**Extracted text:**

*** Begin section ***

Child One had a few of her friends round the other day and they were watching Bad Education, with Jack Whitehall. If you haven’t seen it, you should – it’s funny for all the wrong reasons, and therefore quite irresistible. I watched it the first time round with Child Two, when One was all out at GCSE revision and had no time for telly or any other distractions. Apparently it’s different with AS levels. Erm, aren’t they meant to be harder? Oh well, what do I know? I’m just a parent who’s tottered through the education system myself. ‘But that was hundreds of years ago,’ the girls point out. Why, thanks.
Anyway, the assorted teens, all around 17 years old, were merrily watching away, while I was in the study with the door open, earwigging of course, but discreetly. The episode they were watching was on sex education, and obviously it would have been way too squirmy for all of us if I’d sat there amongst them. Ughh. Perish the thought.
So the episode rumbled on, with Alfie (the world’s worst teacher) desperate to impress his inamorata, the beauteous biology teacher, with his huge amount of knowledge on the subject (not). All goes swimmingly, until the French exchange students arrive. They turn out to be Dutch, super-cool and way more knowing about sex than Alfie and even his highly precocious pupils put together. For some reason, Alfie invites questions from the audience (which includes a bunch of horrified parents), when a likely looking Dutch lad pipes up, ‘during foreplay, I like to strum the clitoris.’ There are quite a few confused shouts of ‘what’s a glitoris?’ from the bad boys at the back. I was sniggering away in the study, when I heard one of Ella’s girlfriends say, ‘but what is a glitoris?’
I was stunned, to say the least. It soon transpired that she had no idea what it was even when it was pronounced properly. And she wasn’t the only one.
Let’s put this in context. Every year since she started in secondary school, Child One has had at least one day devoted to PSHE. I can never remember what the acronym stands for, but it’s basically sex education. The girls’ school is in the London borough of Lewisham, which has the highest rate of teenage pregnancy in Europe, so they tend to labour the point, as it were. Well, they seem to have covered reproduction – Child One even seemed to do a GCSE in the menstrual cycle. I tell you, there is nothing she doesn’t know about lutenising hormones, follicles and glands. But the school teaches them nothing about pleasure, apparently.

*** End section ***

**Data extract:**
*** Begin section ***

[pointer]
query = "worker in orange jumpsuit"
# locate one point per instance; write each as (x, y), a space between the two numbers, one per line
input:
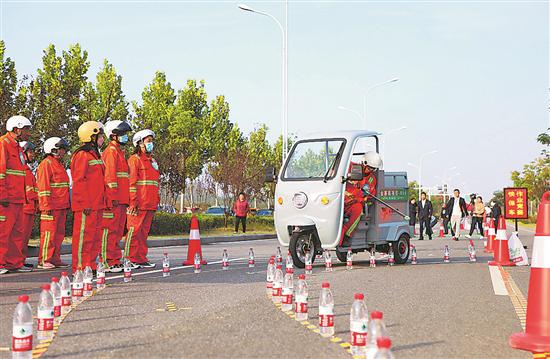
(12, 194)
(88, 200)
(30, 208)
(356, 194)
(53, 201)
(118, 194)
(144, 198)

*** End section ***

**Your tasks:**
• 1. Put this sentence from the piece about watching Bad Education into Spanish: "It soon transpired that she had no idea what it was even when it was pronounced properly."
• 2. Condense the paragraph beginning "Let's put this in context" from the piece about watching Bad Education into a short bulleted list that keeps its main facts.
Rely only on the piece about watching Bad Education, not on the material.

**Solutions to the exercise:**
• 1. Pronto quedó claro que no tenía ni idea de qué era, incluso cuando se pronunciaba correctamente.

• 2.
- Every year since starting secondary school, Child One has had at least one day of PSHE, which is basically sex education.
- The school is in the London borough of Lewisham, which has the highest teenage pregnancy rate in Europe, so the school stresses the subject heavily.
- Reproduction has been covered thoroughly, and Child One knows a great deal about hormones, follicles, glands and the menstrual cycle.
- The school apparently teaches nothing about pleasure.